:: Given instruction ::
Return each line in the records below that contains the string "Target".

:: Data excerpts ::
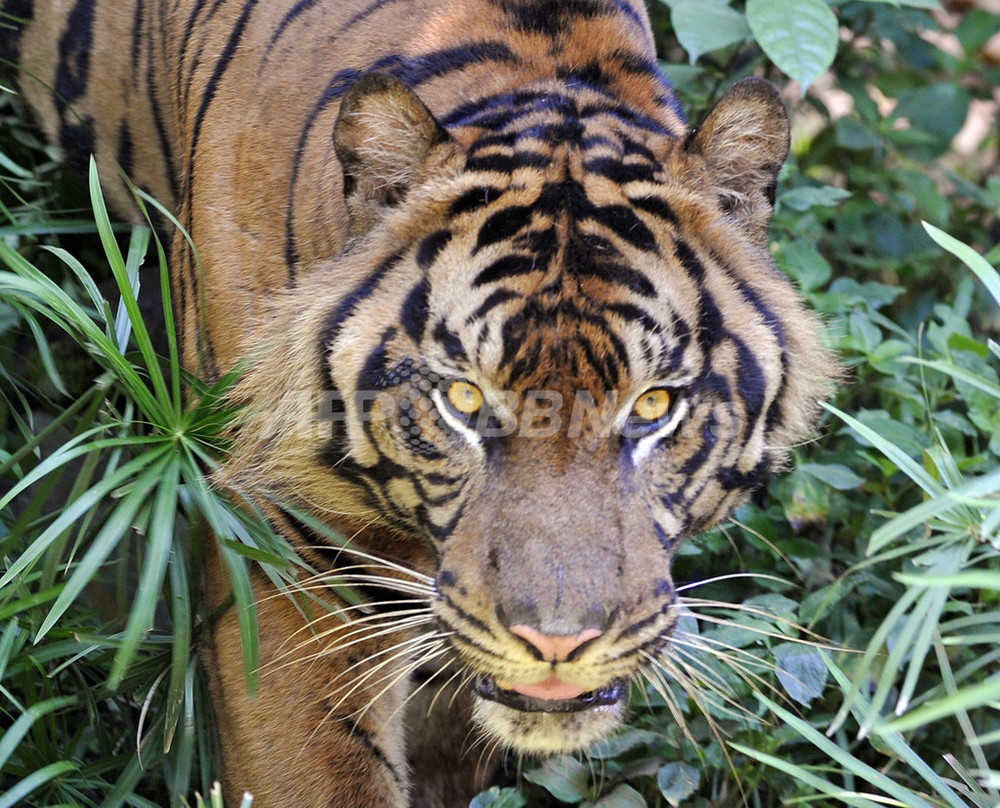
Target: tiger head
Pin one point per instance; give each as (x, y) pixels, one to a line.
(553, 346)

...

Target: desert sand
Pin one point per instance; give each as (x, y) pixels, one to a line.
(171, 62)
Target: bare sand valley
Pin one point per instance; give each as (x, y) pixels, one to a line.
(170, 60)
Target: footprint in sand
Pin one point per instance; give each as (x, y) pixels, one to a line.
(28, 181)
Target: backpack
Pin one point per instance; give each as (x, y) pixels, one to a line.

:: Answer ::
Target: tiger head
Target: desert sand
Target: bare sand valley
Target: footprint in sand
Target: backpack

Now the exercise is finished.